The documentary dives deep into decades-old research to reveal how the framing of trans lives has, and hasn’t, evolved.
(This review is part of our coverage of the 2022 Sundance Film Festival.)
Framing Agnes is more about the frame than any one person or subject. Though it uses a UCLA study participant named Agnes as a jumping-off point, director Chase Joynt’s new documentary is a dense, worthwhile unpacking of the understanding and continued positioning of trans lives.
This documentary began when Joynt and co-researcher Kristen Schilt helped organize archives at UCLA. While doing so, they began seeking any trace of a mysterious woman named Agnes. Their search not only uncovered interviews with her but led to data from a whole group of transfolk. As it turns out, in the 1950s, UCLA was a bustling space of interdisciplinary study, particularly in the social sciences.
Two famous scholars, Drs. Robert Stoller and Harold Garfinkel, conducted interviews with trans and gender-nonconforming folks from the area within this vibrant intellectual atmosphere. One of the participants was a woman named Agnes, who gained eventual infamy for outthinking the researchers. First, she told them what she discerned they wanted to hear to receive gender-affirming surgery. Then, after achieving her goal, she recanted her statements.
Joynt uses transcripts from interviews with Agnes and other participants to recreate the conversations. With this structure, the director delves deep into the messiness of trans history. Elegantly framed as part simulated 1950s talk show and part personal interviews with the actors, we continually flip back and forth to compare and contrast the past with the present. First, the performers recite their “characters’” words verbatim from uncovered transcripts. After that, the actors step out of character to unpack their thoughts. They discuss what their character said, how they said it, and if they relate to those actions and words. This allows for wonderful moments where trans performers and artists like Zackary Drucker, Jen Richards, Angelica Ross, Max Valerio, Silas Howard, and Stephen Ira untangle and retangle theory with lived experience.
It’s evident that this structure of performance and processing strikes a nerve with Joynt’s own “research” participants. Richard and Ross, in particular, have insightful things to say about their struggles with being labeled “exceptional.” Like Agnes, these women have experienced the sensation of society disconnecting them from context to celebrate them as a liberal triumph. The reality is that this is yet another frame that gets particularly jumbled when we try to fit Black transwomen into a narrative designed to exclude them racially.

## REQUIRED ACTION 1
Answer these questions about the review:
(a) Who helped Chase Joynt organize archives at UCLA?
(b) Which two scholars interviewed trans and gender-nonconforming people at UCLA?
(c) In which decade was UCLA a bustling space of interdisciplinary study?
## REQUIRED ACTION 2
Summarize the review in two sentences.
## REQUIRED ACTION 3
From the review, output the passage from "Framing Agnes is" to "the social sciences.".
The material that comes next is separate and unconnected to the review.

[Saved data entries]
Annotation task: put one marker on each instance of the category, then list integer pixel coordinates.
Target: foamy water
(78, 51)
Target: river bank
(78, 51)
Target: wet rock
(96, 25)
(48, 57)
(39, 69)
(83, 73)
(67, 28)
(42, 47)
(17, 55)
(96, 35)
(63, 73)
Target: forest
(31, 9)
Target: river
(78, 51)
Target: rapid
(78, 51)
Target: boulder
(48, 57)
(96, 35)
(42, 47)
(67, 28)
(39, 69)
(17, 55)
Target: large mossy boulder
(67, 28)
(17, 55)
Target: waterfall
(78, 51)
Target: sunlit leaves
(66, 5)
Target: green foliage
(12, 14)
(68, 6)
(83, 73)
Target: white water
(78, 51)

--

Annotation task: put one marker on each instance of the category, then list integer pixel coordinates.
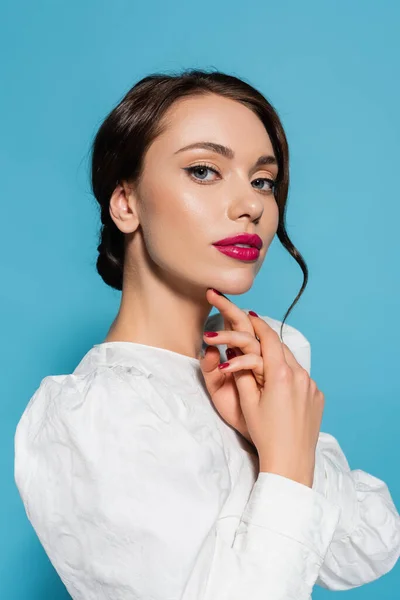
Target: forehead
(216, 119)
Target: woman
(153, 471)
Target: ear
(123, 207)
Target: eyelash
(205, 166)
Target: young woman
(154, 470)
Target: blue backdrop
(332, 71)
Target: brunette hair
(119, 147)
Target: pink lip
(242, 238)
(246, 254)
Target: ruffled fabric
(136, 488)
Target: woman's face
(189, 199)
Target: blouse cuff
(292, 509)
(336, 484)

...

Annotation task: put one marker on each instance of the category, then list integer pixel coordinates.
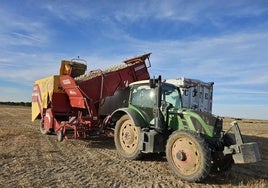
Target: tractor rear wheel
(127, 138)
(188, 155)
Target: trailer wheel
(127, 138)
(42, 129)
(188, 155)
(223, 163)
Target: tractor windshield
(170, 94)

## EXPECTED OUTPUT 1
(a) Kristen Schilt
(b) Drs. Robert Stoller and Harold Garfinkel
(c) The 1950s

## EXPECTED OUTPUT 2
Framing Agnes, Chase Joynt's documentary, grew out of a search in UCLA archives that uncovered interviews with Agnes, a 1950s study participant who told researchers what they wanted to hear to receive gender-affirming surgery and later recanted. The film uses those transcripts to recreate the conversations, with trans actors reciting their characters' words and then stepping out of character to compare the past with the present and relate theory to lived experience.

## EXPECTED OUTPUT 3
Framing Agnes is more about the frame than any one person or subject. Though it uses a UCLA study participant named Agnes as a jumping-off point, director Chase Joynt’s new documentary is a dense, worthwhile unpacking of the understanding and continued positioning of trans lives.
This documentary began when Joynt and co-researcher Kristen Schilt helped organize archives at UCLA. While doing so, they began seeking any trace of a mysterious woman named Agnes. Their search not only uncovered interviews with her but led to data from a whole group of transfolk. As it turns out, in the 1950s, UCLA was a bustling space of interdisciplinary study, particularly in the social sciences.